▶ _Lavoro richiesto_
• A. Riporta fedelmente il tratto della recensione di Invincible Shield che va da "Infatti, l’attacco di" fino a "poco di Painkiller.".
• B. Secondo la recensione di Invincible Shield, a quale album dei Judas Priest si rifanno il bridge arioso e il coro da stadio di Devil In Disguise?

Invincible Shield: quattordici fulmini metal dei Judas Priest
Si è ripetuto più volte che Invincible Shield sia pieno zeppo di autocitazioni priestiane. È vero.
Infatti, l’attacco di Panic Attack, marcato a fuoco dalle guitar synth, ricorda (ma parecchio alla lontana) l’incipit di Turbo Lover. Ma è solo un attimo. Il resto del brano, a partire dal riffone introduttivo, il primo di una serie schiacciaorecchi, e la ritmica pesante e squadrata sono debitori non poco di Painkiller.
Buona la performance di Halford, notevolissimi i soli delle chitarre.
Doppia cassa in gran spolvero, tempi speed e riff assassini spadroneggiano in The Serpent And The King, in cui il frontman esibisce il suo storico screaming (quanto questa performance sia ripetibile dal vivo è un altro discorso…). In questo caso, la filiazione da Painkiller è ancora più diretta.
Sullo stesso registro power speed Invincible Speed, che tuttavia osa di più nei bridge epici e nelle grandi aperture melodiche degli assoli. Una title track coi fiocchi, non c’è che dire.
Siccome un album tutto tirato non sarebbe nelle corde neppure dei Judas Priest, ecco arrivare il primo rallentamento: la sinuosa Devil In Disguise, dal tempo cadenzato, dalle linee vocali leggermente più melodiche ma con un riffing sempre tosto e serrato, che rinvia agli anni ’80 (il bridge arioso e il coro da stadio si rifanno a Defenders Of The Faith, per capirci).
L’aspetto melodico e ottantiano risulta ancora più accentuato nella successiva Gates Of Hell, che contiene pure qualche ruffianata aor (per capirci, anche questa potrebbe provenire dal citato Defenders Of The Faith o da Ram It Down). Niente di male in questo, ci mancherebbe: i Priest hanno sempre avuto un lato melodico, tutt’altro che disprezzabile anche nelle loro fasi più dure.

▶ _Voci fornite_
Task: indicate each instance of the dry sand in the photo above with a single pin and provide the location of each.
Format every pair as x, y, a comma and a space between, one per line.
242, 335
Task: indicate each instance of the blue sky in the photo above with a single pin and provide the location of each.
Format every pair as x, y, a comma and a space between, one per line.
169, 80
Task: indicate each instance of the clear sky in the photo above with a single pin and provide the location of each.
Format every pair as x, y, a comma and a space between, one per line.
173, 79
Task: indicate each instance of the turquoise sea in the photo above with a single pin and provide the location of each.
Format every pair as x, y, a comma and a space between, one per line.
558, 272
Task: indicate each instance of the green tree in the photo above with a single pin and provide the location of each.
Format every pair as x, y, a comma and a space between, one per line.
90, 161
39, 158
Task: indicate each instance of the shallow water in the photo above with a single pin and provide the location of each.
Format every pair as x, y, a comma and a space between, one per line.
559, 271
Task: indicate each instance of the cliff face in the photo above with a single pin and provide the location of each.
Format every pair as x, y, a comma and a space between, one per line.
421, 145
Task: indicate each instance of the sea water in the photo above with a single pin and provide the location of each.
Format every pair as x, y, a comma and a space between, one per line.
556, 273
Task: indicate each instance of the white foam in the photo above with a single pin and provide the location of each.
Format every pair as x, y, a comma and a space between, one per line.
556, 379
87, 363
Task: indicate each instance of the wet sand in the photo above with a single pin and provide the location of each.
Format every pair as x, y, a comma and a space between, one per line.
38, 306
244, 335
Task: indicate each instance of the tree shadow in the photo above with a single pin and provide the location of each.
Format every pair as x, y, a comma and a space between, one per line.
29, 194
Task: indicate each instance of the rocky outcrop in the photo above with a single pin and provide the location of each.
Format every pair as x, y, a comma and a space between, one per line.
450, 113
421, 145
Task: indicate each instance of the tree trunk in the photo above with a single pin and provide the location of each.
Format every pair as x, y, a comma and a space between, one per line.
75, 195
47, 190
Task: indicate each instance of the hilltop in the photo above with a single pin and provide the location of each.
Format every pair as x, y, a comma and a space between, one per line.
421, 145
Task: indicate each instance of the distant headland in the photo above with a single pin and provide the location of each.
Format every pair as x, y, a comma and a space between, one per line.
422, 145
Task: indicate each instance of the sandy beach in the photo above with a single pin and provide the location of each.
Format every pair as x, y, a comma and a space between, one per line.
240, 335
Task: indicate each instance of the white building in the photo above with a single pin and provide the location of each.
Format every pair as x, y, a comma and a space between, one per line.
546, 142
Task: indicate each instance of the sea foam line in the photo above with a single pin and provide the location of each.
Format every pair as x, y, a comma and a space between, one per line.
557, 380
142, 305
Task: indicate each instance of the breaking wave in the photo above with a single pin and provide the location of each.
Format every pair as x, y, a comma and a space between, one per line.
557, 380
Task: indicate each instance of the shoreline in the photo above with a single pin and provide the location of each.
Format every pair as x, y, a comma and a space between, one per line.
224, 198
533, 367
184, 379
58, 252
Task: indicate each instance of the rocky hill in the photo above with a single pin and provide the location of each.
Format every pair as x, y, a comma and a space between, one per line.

▶ _Risposte agli esercizi_
• A.
Infatti, l’attacco di Panic Attack, marcato a fuoco dalle guitar synth, ricorda (ma parecchio alla lontana) l’incipit di Turbo Lover. Ma è solo un attimo. Il resto del brano, a partire dal riffone introduttivo, il primo di una serie schiacciaorecchi, e la ritmica pesante e squadrata sono debitori non poco di Painkiller.

• B. Defenders Of The Faith.